Reading passage →
Here's just a sample of the real problems afflicting the U.S. regulatory system that should be discussed at tomorrow’s hearing, but won’t be:
Restoring balance to the public input processes—including notice and comment—which industry now dominates to the near exclusion of the public interest;
Addressing the problem of “information capture,” or industry’s tactic of overwhelming agencies with redundant, irrelevant, and incorrect “information” throughout the rulemaking process;
Reversing the acute “ossification” of the rulemaking process by the addition of ever more procedural and analytical requirements that delay safeguards, waste resources, and provide industry with more opportunities to dominate the development of pending rulemakings;
Rooting out the use of “blood sport” tactics to influence pending rulemakings—or strategies used by regulated industries and their conservative allies in government that exist outside of the traditional rulemaking process, including public relations campaigns, intense congressional hearings, and appropriations riders;
Mitigating institutionalized political interference in rulemakings that is brought to bear through the White House’s non-transparent centralized regulatory review functions; and
Insulating agency science against political and industry interference.
Without a doubt, adopting reforms to address these problems would help to restore the public interest as the central focus of the regulatory system, enabling agencies to carry out their statutory missions of protecting people and the environment in an effective and timely manner as previous congresses had intended. Now these are serious problems that are well worth this congress’s attention.
But, the hearing will raise none of the issues, nor will it seriously entertain any viable solutions for them. Instead, though, its Republican overseers will call for so-called reforms that ensure that these problems are further ingrained, and that by design the regulatory system continues to work for corporate interests at the expense of the public interest.
To the extent that tomorrow’s hearing follows this expected script, it will not be a great use of anyone’s time—even under different circumstances. To anyone who is unfortunate enough to be stuck in Room 342 tomorrow morning, I urge you to look up at that clock and reflect, if only briefly, on what is and what could have been.

Supplied material →
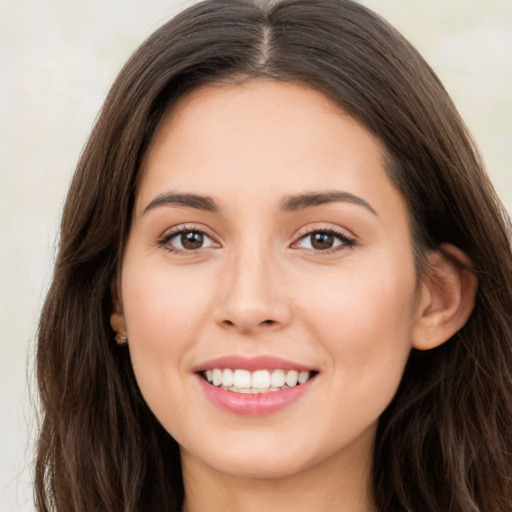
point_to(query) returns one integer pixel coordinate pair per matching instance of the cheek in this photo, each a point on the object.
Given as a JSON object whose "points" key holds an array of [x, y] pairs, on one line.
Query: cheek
{"points": [[364, 323], [163, 314]]}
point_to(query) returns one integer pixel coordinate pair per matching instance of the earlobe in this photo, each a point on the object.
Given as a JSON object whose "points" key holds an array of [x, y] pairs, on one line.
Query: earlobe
{"points": [[117, 320], [447, 298]]}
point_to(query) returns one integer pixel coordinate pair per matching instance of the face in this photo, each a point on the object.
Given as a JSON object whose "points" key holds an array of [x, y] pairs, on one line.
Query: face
{"points": [[270, 254]]}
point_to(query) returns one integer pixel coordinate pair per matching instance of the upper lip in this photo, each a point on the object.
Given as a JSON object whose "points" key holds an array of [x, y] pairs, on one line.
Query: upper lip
{"points": [[252, 363]]}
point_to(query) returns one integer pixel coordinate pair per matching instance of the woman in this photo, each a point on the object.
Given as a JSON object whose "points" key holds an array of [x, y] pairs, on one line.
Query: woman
{"points": [[282, 220]]}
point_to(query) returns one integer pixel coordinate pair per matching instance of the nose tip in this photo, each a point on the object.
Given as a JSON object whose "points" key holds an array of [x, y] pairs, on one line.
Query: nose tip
{"points": [[247, 325]]}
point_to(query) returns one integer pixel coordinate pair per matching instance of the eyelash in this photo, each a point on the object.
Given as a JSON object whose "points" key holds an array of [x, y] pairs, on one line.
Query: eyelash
{"points": [[164, 241], [346, 241]]}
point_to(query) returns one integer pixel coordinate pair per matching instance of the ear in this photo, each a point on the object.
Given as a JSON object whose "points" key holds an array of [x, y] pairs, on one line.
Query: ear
{"points": [[447, 298], [117, 320]]}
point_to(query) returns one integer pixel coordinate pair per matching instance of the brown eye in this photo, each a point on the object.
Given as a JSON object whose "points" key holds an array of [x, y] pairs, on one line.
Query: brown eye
{"points": [[191, 240], [187, 240], [322, 241]]}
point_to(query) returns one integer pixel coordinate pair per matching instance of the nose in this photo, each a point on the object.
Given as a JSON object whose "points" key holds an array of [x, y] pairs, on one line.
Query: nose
{"points": [[252, 295]]}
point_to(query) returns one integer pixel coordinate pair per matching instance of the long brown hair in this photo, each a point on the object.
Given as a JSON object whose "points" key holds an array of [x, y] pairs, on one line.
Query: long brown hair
{"points": [[445, 442]]}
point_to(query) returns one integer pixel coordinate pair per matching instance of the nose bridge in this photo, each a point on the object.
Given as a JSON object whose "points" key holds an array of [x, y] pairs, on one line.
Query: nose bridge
{"points": [[252, 296]]}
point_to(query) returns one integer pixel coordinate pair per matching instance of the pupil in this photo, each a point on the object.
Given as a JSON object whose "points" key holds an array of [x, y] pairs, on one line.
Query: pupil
{"points": [[192, 240], [322, 241]]}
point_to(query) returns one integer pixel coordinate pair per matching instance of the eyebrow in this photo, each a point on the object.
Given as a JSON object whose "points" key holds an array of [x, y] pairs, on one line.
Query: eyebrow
{"points": [[309, 200], [196, 201], [289, 204]]}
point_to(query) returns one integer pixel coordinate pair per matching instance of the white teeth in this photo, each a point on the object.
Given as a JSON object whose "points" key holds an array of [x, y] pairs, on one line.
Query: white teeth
{"points": [[277, 379], [292, 378], [260, 381], [227, 378], [303, 377], [242, 379]]}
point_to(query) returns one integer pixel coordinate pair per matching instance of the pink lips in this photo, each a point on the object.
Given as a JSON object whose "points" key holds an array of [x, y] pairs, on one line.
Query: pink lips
{"points": [[252, 363], [253, 404]]}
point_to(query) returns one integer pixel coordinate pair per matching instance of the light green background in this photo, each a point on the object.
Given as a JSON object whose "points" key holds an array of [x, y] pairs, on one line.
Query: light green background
{"points": [[57, 60]]}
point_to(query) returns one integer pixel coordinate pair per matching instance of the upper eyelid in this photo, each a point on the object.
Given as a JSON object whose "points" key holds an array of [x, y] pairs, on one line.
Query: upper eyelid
{"points": [[300, 234]]}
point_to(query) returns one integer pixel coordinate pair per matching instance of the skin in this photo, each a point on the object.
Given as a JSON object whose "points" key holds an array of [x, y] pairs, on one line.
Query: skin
{"points": [[258, 286]]}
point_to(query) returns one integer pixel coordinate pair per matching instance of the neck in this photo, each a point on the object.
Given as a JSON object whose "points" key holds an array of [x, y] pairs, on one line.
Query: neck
{"points": [[339, 483]]}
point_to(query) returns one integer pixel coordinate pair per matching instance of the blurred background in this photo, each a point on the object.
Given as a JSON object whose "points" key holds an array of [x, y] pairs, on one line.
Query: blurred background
{"points": [[57, 61]]}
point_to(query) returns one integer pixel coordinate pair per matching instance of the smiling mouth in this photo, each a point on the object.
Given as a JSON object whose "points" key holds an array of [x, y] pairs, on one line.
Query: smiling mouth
{"points": [[256, 382]]}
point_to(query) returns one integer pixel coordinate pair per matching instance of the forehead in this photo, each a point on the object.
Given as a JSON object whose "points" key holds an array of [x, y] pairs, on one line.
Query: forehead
{"points": [[262, 137]]}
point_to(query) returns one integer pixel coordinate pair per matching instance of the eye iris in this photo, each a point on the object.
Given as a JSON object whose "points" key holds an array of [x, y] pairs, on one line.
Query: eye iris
{"points": [[192, 240], [322, 241]]}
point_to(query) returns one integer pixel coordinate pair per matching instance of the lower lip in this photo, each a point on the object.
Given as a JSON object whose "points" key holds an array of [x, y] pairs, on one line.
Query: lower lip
{"points": [[254, 404]]}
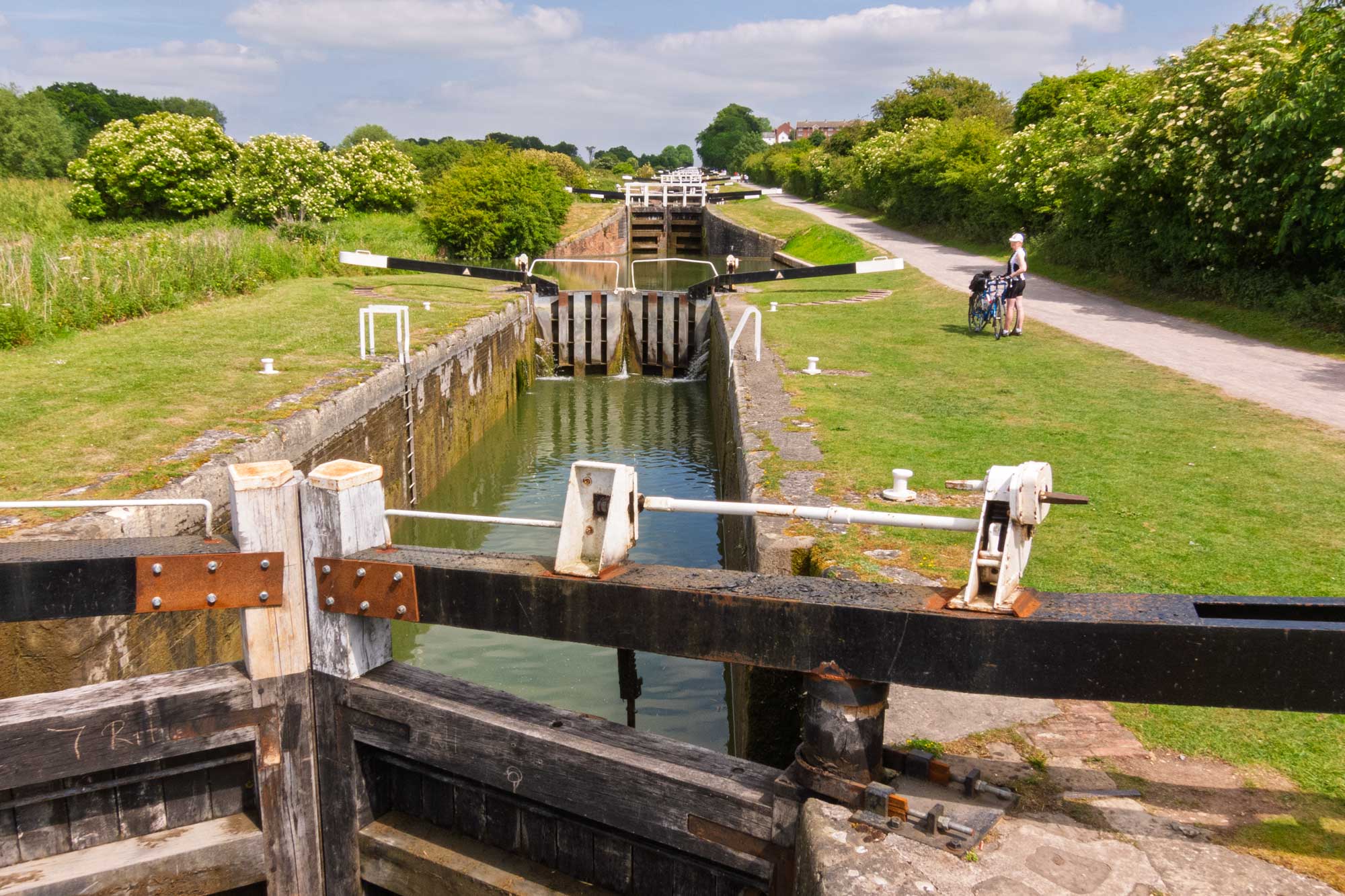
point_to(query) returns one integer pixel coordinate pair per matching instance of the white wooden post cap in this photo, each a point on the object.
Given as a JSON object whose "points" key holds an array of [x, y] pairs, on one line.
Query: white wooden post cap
{"points": [[263, 474], [338, 475]]}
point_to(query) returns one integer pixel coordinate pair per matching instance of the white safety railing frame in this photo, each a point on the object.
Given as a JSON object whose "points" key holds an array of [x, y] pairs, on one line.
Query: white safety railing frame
{"points": [[403, 318], [738, 331], [126, 502], [691, 261], [582, 261]]}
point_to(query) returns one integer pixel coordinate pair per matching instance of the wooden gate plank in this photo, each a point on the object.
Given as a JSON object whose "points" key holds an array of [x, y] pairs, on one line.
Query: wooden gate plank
{"points": [[414, 857], [630, 780], [209, 857], [123, 723]]}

Exercise tasks →
1. According to the passage on regulatory reform, why should the "ossification" of the rulemaking process be reversed?
2. Render this sentence from the passage on regulatory reform in Spanish: "Now these are serious problems that are well worth this congress’s attention."
3. Quote the stretch of the passage on regulatory reform from "But, the hearing" through "the public interest.".
Work only from the text given here.

Correct answers →
1. Adding more and more procedural and analytical requirements delays safeguards and wastes resources. It also gives industry more chances to dominate the development of pending rulemakings.

2. Ahora bien, estos son problemas graves que merecen plenamente la atención de este congreso.

3.
But, the hearing will raise none of the issues, nor will it seriously entertain any viable solutions for them. Instead, though, its Republican overseers will call for so-called reforms that ensure that these problems are further ingrained, and that by design the regulatory system continues to work for corporate interests at the expense of the public interest.